- Opening Delimiter -
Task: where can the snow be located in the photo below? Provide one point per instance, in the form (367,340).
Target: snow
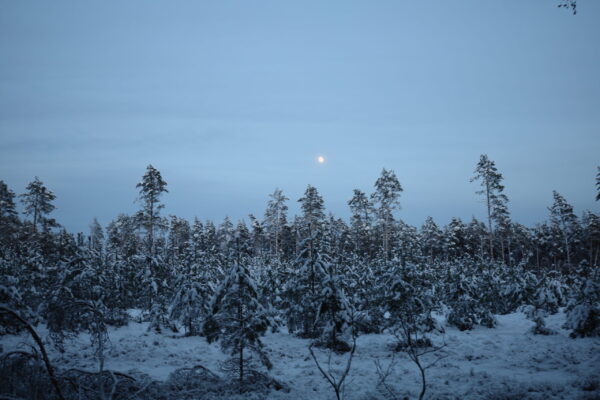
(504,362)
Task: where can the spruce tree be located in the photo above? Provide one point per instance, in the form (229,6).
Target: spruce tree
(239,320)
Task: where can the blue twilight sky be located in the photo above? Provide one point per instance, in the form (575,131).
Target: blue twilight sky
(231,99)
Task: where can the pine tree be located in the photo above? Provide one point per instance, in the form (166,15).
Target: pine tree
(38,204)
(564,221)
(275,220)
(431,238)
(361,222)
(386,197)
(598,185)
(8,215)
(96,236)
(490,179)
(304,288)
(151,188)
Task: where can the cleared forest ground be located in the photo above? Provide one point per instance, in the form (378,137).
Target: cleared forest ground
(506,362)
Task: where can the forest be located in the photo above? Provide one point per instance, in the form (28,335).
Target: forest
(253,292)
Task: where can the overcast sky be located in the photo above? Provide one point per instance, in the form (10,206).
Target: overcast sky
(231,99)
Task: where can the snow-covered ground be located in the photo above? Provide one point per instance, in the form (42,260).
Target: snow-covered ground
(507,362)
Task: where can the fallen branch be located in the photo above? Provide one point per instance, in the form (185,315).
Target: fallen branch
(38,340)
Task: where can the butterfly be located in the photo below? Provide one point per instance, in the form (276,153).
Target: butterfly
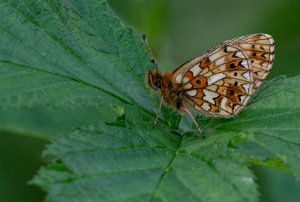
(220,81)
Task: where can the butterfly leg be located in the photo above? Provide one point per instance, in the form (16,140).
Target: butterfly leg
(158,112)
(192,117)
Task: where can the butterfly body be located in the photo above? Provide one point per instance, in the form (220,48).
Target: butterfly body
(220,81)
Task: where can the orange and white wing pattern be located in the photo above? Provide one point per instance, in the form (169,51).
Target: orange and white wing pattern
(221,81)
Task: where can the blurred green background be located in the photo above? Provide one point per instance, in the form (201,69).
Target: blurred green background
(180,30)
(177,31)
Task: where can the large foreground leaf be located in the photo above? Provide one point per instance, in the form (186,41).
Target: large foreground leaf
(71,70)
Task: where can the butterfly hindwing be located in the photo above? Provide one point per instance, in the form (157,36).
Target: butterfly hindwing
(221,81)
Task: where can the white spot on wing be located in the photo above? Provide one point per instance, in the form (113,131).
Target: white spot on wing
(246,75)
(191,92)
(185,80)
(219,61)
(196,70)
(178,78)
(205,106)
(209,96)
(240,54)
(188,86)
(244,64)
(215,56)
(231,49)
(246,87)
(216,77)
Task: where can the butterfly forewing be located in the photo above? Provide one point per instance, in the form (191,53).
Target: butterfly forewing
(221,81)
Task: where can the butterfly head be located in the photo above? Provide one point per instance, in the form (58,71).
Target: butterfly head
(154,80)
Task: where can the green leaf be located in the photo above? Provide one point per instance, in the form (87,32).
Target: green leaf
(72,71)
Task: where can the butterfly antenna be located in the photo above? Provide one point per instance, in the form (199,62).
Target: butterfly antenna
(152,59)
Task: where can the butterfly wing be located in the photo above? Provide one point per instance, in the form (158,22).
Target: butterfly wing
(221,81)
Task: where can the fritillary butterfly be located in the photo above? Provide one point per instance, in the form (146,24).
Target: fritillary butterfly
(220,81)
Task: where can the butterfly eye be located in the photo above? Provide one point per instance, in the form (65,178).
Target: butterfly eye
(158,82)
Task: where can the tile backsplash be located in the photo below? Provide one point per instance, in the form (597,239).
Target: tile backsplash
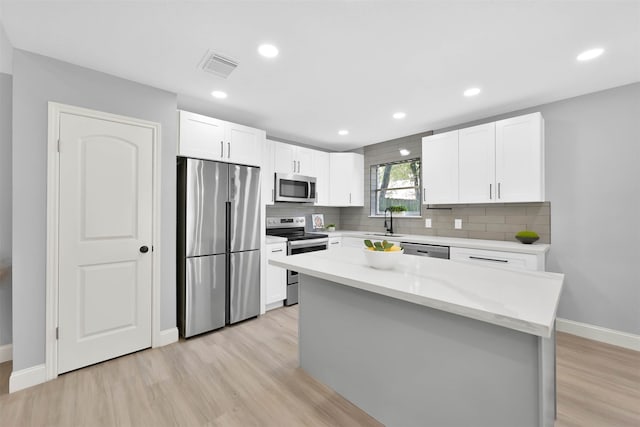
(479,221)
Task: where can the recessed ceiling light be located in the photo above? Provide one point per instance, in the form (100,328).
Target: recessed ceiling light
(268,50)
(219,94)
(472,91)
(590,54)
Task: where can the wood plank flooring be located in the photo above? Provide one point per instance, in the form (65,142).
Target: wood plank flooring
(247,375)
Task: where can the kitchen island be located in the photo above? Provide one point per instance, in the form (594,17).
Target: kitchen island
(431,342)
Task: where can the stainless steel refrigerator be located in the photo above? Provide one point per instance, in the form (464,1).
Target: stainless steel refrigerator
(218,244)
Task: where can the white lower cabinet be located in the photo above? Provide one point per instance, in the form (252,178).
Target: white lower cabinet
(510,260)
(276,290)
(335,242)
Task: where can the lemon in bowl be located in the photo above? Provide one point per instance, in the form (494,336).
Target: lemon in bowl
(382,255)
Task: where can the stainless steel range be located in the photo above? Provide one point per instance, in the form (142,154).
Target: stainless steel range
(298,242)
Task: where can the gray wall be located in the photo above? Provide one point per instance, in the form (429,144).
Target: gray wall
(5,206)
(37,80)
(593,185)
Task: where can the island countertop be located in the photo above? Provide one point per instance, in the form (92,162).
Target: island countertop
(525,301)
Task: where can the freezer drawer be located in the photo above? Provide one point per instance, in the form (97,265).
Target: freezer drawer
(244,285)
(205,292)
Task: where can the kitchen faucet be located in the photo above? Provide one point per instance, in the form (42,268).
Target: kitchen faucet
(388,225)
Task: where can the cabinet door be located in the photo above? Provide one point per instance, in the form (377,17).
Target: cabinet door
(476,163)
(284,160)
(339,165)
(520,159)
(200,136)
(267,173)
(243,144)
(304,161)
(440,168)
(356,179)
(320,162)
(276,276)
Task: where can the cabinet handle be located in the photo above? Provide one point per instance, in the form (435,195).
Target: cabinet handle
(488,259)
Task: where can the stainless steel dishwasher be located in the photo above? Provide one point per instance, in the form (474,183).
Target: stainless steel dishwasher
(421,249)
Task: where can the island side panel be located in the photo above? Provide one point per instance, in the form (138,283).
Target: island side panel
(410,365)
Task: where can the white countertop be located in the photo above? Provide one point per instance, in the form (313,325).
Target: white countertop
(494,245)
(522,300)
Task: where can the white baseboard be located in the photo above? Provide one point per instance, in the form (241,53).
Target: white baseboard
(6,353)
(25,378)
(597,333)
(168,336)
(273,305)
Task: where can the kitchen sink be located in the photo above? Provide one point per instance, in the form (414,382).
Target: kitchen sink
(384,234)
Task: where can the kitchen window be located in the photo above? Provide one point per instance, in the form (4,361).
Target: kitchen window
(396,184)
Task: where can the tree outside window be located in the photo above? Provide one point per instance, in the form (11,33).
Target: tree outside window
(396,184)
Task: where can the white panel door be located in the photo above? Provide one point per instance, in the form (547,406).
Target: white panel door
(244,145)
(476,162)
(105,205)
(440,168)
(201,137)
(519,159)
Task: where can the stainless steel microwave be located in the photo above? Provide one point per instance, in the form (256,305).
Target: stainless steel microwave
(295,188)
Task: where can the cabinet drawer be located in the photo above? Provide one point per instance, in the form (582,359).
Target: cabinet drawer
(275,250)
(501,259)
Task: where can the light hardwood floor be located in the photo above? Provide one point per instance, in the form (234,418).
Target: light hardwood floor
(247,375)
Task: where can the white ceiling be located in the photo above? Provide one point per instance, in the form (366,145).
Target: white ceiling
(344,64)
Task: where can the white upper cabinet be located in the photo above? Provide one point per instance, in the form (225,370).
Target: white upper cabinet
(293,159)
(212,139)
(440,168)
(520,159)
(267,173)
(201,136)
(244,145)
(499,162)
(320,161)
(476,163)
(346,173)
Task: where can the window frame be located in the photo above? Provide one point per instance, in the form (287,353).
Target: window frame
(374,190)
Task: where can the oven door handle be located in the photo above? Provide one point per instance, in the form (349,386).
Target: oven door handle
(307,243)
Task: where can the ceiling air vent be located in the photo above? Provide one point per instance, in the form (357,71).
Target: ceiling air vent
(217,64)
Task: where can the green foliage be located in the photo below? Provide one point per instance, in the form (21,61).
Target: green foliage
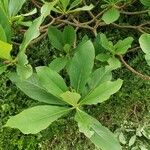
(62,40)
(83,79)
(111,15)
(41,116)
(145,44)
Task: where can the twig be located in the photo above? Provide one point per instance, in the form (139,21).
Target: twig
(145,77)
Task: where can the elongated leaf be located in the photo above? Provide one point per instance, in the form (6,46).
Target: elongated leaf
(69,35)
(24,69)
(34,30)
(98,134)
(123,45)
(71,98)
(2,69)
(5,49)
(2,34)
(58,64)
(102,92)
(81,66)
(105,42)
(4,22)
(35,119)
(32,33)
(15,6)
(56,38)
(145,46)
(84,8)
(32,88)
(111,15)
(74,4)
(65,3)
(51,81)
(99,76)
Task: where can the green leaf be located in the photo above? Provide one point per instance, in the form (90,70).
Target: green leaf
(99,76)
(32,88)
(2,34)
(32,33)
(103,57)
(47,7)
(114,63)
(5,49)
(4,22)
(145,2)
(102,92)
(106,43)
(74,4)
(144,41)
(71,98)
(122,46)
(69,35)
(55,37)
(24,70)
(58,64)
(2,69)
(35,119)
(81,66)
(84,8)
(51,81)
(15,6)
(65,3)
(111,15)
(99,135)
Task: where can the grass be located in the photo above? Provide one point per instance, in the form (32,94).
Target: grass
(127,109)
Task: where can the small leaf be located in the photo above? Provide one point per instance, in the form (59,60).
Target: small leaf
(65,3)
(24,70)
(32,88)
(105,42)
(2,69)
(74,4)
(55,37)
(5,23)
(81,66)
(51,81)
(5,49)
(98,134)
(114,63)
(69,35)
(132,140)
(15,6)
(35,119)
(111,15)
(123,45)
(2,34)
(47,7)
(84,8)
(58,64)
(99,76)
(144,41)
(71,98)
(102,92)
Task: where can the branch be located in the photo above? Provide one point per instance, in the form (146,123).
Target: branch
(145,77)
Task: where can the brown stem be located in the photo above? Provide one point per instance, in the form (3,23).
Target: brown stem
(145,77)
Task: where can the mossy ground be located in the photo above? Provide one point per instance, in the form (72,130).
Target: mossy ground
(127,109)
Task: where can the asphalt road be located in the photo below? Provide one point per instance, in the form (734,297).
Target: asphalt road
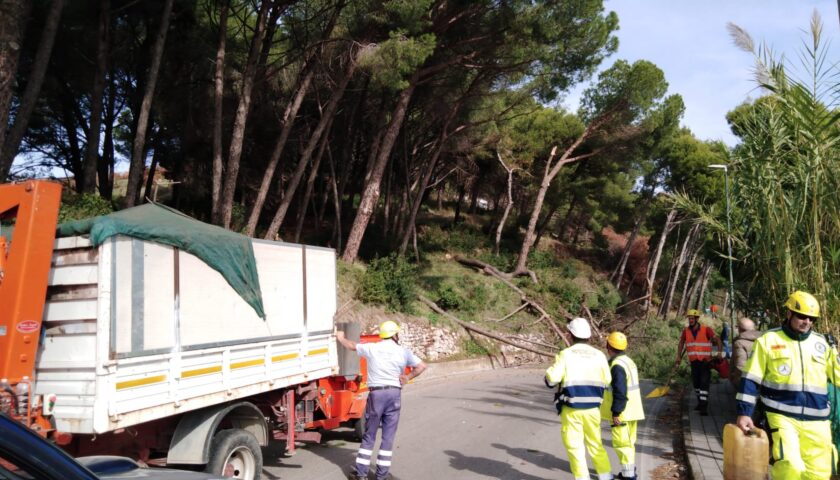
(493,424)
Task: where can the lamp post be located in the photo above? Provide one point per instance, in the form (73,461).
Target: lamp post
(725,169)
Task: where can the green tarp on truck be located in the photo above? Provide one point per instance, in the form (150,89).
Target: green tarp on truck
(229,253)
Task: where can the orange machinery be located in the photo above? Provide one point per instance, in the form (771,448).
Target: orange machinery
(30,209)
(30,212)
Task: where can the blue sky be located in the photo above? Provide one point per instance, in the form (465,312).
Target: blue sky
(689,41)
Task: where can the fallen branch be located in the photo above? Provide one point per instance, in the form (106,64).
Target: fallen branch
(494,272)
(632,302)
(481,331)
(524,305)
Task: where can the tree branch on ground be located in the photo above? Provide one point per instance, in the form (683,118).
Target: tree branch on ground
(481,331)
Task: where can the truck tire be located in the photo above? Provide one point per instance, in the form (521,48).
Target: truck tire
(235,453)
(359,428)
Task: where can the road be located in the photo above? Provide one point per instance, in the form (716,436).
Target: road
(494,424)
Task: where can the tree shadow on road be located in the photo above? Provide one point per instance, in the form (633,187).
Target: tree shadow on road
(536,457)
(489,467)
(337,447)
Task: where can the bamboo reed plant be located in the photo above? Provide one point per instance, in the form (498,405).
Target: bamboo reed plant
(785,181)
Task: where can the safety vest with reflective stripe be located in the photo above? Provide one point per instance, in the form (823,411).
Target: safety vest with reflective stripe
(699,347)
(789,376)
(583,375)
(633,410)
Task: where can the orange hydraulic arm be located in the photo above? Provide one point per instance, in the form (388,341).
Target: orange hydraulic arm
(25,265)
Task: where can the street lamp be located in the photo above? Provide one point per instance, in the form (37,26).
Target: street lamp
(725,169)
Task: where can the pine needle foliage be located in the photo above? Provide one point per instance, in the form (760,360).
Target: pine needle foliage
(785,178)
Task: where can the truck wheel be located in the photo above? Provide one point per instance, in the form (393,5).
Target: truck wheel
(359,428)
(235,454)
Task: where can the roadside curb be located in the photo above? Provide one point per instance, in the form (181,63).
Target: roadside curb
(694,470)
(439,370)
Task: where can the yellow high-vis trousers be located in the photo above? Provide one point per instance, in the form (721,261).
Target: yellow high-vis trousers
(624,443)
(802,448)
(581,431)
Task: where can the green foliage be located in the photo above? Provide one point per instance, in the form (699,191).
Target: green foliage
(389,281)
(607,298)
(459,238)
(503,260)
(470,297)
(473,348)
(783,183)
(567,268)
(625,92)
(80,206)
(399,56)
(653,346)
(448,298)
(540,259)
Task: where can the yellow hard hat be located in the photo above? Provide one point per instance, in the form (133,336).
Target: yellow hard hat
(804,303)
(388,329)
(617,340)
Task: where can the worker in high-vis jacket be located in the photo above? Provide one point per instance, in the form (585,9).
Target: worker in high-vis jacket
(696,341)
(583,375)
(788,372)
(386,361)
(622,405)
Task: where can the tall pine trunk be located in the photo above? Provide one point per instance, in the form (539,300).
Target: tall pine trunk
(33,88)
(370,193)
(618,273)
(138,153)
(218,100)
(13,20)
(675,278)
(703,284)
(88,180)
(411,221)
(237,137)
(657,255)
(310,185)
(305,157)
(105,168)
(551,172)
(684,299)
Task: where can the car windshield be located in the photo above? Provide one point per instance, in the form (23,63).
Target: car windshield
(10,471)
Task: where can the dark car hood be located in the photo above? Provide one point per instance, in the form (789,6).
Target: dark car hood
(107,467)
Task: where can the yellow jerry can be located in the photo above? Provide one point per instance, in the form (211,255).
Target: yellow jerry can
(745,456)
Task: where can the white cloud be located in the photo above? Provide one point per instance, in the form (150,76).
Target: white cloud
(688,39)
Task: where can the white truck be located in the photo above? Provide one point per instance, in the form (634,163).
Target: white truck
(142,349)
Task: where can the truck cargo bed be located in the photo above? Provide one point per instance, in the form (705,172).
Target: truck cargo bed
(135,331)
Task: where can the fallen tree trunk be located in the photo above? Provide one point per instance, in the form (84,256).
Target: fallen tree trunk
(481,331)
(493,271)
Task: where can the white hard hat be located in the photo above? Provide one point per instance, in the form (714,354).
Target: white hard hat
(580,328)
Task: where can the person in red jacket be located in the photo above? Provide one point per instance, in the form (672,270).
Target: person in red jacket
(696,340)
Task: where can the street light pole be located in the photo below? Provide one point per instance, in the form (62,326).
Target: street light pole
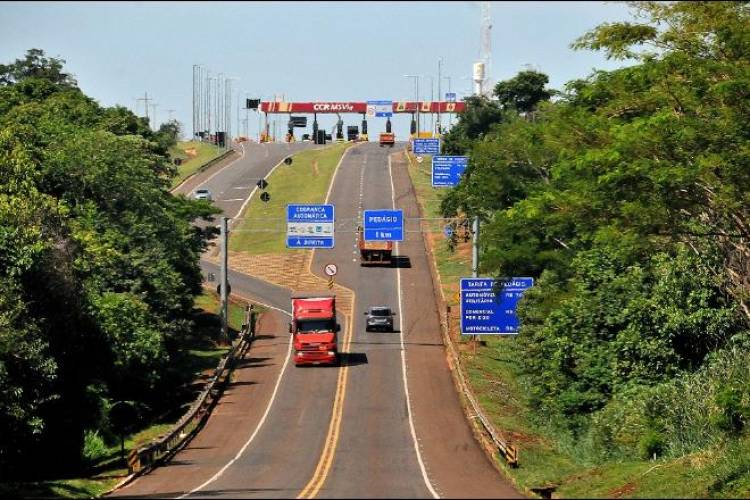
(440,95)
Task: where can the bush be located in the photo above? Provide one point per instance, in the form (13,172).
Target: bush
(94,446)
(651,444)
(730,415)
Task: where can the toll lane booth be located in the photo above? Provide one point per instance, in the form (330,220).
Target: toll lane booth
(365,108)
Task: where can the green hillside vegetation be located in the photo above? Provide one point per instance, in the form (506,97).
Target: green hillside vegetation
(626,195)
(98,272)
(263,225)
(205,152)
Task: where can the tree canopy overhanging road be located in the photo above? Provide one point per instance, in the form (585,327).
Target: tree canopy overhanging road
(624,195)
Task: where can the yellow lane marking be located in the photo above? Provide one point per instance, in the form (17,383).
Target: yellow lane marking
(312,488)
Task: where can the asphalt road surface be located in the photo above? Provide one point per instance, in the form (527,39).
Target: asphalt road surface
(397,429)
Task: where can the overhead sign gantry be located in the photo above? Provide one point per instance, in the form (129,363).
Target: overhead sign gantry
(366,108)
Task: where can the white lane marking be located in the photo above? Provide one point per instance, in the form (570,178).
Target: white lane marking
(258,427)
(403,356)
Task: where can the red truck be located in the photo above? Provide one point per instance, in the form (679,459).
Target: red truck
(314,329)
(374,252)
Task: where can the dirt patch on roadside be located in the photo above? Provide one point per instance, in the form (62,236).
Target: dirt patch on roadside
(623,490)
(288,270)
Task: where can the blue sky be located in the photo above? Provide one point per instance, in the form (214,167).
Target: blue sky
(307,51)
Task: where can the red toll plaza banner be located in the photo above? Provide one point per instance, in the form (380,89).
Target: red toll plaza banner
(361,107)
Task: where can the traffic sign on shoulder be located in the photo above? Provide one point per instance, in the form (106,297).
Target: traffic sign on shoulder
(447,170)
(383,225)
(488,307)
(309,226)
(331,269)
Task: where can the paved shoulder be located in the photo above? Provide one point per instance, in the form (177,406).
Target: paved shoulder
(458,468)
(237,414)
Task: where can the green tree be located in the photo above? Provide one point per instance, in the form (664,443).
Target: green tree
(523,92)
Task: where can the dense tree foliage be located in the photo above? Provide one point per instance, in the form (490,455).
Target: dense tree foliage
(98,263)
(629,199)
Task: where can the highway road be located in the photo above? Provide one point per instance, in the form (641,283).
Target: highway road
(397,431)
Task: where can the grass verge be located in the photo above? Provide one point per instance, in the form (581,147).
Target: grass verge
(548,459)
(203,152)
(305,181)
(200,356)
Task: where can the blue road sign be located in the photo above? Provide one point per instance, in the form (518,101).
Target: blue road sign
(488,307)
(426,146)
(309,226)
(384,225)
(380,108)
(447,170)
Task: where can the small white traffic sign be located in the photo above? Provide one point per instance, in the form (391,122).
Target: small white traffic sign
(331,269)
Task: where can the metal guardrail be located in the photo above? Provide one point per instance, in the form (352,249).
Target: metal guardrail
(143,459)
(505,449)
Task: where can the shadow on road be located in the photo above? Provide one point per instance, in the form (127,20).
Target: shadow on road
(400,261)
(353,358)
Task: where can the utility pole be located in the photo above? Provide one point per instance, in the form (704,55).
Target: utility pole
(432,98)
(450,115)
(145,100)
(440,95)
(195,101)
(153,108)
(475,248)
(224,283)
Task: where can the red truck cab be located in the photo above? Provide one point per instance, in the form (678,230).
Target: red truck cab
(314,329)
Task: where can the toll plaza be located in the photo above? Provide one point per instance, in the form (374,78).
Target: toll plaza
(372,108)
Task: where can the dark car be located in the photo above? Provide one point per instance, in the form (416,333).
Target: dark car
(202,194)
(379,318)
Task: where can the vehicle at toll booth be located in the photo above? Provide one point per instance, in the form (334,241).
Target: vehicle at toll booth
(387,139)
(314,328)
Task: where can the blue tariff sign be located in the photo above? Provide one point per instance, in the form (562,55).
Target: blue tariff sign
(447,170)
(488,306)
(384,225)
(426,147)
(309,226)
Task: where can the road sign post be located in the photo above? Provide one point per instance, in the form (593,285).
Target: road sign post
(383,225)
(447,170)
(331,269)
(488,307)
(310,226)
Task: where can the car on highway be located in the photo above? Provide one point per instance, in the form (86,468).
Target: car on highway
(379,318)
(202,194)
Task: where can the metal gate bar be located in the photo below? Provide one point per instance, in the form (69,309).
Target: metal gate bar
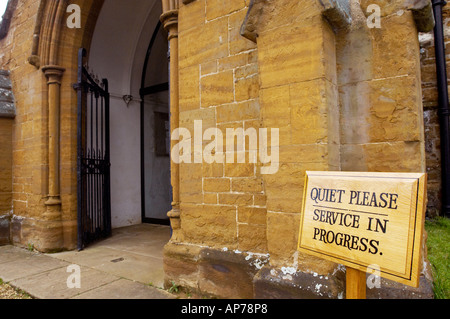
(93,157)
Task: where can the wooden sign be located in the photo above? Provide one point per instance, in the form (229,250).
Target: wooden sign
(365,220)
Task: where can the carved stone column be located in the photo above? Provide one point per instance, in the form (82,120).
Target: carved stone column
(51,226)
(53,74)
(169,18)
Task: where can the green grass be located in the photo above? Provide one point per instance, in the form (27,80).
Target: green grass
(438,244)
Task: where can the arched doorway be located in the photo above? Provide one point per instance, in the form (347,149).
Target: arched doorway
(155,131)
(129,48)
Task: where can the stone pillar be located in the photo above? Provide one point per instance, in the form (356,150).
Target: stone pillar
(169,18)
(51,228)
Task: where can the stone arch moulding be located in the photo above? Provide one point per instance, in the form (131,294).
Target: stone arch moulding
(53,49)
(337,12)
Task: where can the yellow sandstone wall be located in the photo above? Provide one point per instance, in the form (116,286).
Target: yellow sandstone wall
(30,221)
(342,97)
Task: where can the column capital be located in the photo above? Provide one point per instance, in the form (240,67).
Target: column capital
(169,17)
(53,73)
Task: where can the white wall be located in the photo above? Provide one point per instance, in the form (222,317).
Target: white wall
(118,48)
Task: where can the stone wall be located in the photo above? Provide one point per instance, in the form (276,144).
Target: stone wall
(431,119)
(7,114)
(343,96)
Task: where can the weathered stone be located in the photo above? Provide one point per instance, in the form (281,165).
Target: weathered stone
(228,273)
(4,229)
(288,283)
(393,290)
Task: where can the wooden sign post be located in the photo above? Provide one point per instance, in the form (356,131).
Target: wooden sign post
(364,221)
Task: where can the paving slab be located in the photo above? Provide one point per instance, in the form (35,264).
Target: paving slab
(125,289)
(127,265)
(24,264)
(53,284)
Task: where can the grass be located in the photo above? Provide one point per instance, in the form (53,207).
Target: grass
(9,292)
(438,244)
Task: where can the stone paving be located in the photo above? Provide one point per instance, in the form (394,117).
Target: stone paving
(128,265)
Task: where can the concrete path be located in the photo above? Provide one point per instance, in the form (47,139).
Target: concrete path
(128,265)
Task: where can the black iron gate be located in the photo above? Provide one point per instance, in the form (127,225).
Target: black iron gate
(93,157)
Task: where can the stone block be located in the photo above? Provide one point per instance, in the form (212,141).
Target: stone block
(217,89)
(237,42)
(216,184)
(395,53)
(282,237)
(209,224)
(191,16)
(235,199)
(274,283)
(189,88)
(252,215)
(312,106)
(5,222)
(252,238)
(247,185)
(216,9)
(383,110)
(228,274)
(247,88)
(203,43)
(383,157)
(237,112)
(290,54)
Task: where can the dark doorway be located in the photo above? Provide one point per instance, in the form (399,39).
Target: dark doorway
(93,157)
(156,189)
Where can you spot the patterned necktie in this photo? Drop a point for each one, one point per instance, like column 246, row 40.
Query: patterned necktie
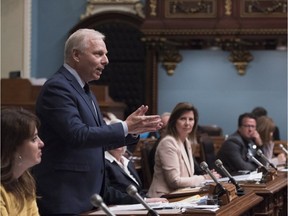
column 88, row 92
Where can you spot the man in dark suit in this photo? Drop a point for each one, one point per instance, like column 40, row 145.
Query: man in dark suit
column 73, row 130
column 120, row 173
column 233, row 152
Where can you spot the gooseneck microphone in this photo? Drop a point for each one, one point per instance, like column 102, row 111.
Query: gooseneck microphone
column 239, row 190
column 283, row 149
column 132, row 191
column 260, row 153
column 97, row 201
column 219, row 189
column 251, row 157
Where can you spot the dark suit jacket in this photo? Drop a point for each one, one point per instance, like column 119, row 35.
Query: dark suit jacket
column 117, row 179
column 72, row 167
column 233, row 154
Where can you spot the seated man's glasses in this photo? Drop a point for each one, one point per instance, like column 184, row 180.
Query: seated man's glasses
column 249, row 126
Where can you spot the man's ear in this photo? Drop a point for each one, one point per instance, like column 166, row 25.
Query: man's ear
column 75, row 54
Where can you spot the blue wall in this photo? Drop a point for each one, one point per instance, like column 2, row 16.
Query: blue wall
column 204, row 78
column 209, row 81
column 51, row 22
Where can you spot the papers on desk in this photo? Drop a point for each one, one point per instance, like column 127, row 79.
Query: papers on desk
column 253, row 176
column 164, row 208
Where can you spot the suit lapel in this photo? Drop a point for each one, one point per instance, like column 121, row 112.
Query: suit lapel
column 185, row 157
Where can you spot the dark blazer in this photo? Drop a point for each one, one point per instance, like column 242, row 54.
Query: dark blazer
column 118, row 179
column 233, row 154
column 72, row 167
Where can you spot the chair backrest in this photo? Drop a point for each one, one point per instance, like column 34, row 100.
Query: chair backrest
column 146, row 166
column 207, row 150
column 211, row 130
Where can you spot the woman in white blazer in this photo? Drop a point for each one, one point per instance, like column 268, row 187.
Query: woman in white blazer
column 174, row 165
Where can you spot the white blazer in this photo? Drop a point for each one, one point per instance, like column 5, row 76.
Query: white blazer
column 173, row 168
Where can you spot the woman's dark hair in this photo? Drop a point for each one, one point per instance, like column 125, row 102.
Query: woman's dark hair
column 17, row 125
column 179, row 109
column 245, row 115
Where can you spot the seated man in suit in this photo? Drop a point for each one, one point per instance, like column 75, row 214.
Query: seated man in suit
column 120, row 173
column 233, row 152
- Closing Delimiter -
■ REQUIRED ACTION
Write down only the number of lines above where the word "below" occurs.

■ TASK SOLUTION
7